___ TEXTE FOURNI ___

Voici un jugement de Rousseau que les gens de bon goût ne confirmeront pas. « Le Mathianasius, dit-il, est un livre qui peut aller de pair avec le Diable boiteux et tous les autres livres platement fous qui enrichissent de temps en temps les libraires à la grande honte du public. Je me souviens, à l’égard de ce dernier, que Despréaux l’ayant attrapé entre les mains de son petit laquais Atis, le menaça en ma présence de le chasser si ce livre couchait dans sa maison. » Voilà à mon gré un jugement qui ne fait guère d’honneur à Rousseau, et une action de Despréaux aussi ridicule que celle de cette folle qui, dans les Femmes savantes, veut chasser sa servante parce qu’elle s’est servie d’un terme condamné par Vaugelas.

Je trouve dans une lettre quatre vers de la tragédie de Sophonisbe, de Lagrange, qui méritaient bien d’être conservés ; vous les trouverez beaux et hardis :

Songez qu’il est des temps où tout est légitime,
Et que si la patrie avait besoin d’un crime
Qui put, seul, relever son espoir abattu,
Il ne serait plus crime, il deviendrait vertu.

___ JEU DE DONNÉES ___

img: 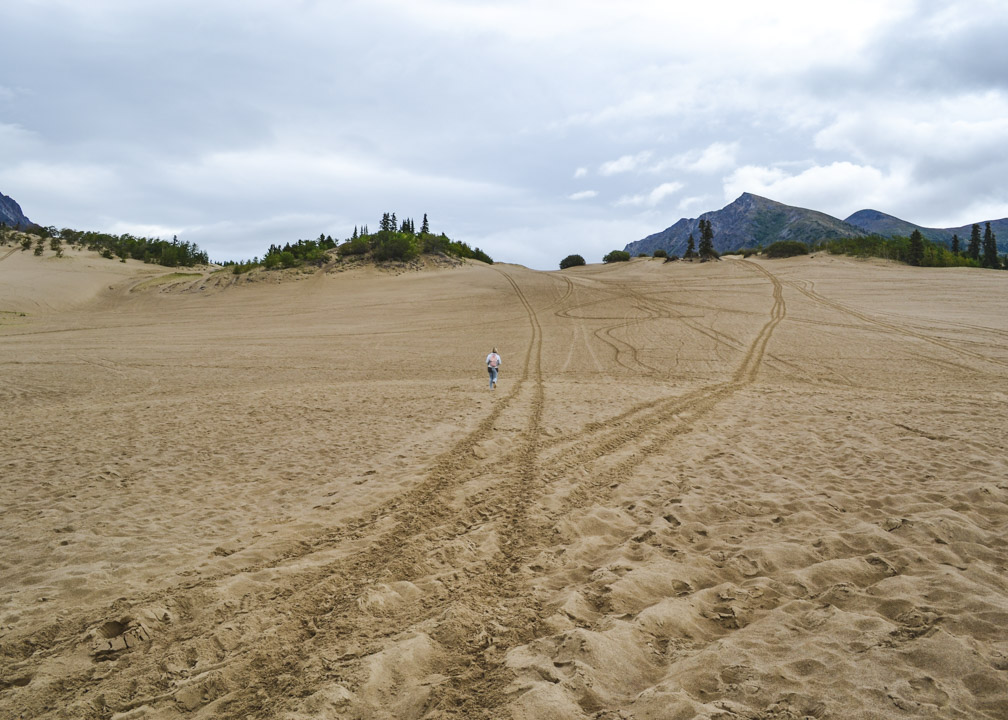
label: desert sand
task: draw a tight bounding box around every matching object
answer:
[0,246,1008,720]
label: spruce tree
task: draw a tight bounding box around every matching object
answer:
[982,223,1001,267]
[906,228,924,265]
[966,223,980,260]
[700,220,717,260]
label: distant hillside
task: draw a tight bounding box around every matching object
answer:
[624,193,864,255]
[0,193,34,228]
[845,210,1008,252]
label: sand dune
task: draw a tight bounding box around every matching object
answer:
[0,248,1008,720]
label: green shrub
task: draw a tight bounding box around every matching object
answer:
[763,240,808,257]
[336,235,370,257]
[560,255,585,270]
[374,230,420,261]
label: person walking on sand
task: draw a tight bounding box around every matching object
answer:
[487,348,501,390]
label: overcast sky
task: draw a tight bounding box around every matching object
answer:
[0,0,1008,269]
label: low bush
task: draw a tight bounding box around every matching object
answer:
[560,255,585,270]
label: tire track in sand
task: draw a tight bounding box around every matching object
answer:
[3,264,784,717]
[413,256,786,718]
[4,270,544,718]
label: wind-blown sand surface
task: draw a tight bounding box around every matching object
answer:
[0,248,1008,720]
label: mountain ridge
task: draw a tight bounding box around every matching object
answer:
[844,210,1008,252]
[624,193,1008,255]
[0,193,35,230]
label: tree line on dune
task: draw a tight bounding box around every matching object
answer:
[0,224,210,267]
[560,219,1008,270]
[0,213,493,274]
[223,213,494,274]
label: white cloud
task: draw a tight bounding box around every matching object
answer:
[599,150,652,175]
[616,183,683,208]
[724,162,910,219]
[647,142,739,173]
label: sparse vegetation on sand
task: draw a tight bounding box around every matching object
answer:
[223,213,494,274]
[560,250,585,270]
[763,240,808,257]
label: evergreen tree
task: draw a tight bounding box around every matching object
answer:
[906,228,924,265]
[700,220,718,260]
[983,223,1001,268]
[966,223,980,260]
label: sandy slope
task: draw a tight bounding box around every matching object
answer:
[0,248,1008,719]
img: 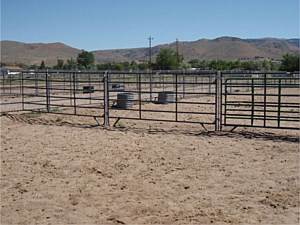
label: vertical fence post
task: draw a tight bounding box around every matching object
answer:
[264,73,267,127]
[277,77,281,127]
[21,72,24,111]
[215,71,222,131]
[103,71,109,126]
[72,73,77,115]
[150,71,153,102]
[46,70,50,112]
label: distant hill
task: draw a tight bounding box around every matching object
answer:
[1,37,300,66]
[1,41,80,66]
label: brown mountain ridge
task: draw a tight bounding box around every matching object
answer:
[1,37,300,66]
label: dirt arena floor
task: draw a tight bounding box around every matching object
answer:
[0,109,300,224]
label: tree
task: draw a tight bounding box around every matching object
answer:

___

(ÉNONCÉ DU PROBLÈME):
Quelle suite donneriez-vous au passage sur le jugement de Rousseau et les vers de la Sophonisbe de Lagrange ? Rédigez-la en reprenant juste après le dernier vers cité.

(RÉPONSE ATTENDUE):
Rousseau écrit à un de ses amis : « Il faudrait, pour nous rendre heureux en ce monde, qu’il y ait une ville exprès pour les honnêtes gens, et que la dispersion ne fût permise qu’au commun des hommes. »

L’abbé de La Rivière, qui gouvernait absolument le duc d’Orléans, frère de Louis XIII, louait extrêmement ce prince ; un courtisan l’interrompit en lui disant : « Faites-le valoir encore davantage afin de le vendre plus cher. » Ce mot me paraît plus fin que celui de Mademoiselle, fille de ce prince, au même abbé : « Vous devriez savoir ce qu’il vaut, vous l’avez vendu assez souvent. »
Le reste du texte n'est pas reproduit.